- Exercise description: Copy out, without alteration, everything in the material below, from the line containing "Target: small yellow blossom" down through the end of the material, both ends included.

-- Begin Provided information --

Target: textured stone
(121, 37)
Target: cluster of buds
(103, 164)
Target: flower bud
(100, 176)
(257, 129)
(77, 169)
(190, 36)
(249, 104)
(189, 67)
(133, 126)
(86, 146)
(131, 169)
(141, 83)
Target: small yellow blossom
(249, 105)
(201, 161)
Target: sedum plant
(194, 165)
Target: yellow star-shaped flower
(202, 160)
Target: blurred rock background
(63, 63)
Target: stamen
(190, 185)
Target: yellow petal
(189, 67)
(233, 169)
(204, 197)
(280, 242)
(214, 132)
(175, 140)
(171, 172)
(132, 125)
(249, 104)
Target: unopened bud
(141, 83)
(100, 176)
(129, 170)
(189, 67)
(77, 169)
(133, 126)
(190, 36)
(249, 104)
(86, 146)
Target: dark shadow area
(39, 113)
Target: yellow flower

-- End Provided information --

- Correct answer:
Target: small yellow blossom
(249, 105)
(201, 161)
Target: sedum plant
(194, 165)
Target: yellow star-shaped flower
(202, 160)
Target: blurred rock background
(63, 63)
Target: stamen
(190, 185)
Target: yellow petal
(189, 67)
(233, 169)
(204, 197)
(280, 242)
(214, 132)
(175, 140)
(171, 172)
(132, 125)
(249, 104)
Target: unopened bud
(141, 83)
(100, 176)
(129, 170)
(189, 67)
(77, 169)
(133, 126)
(190, 36)
(249, 104)
(86, 146)
Target: dark shadow area
(39, 113)
Target: yellow flower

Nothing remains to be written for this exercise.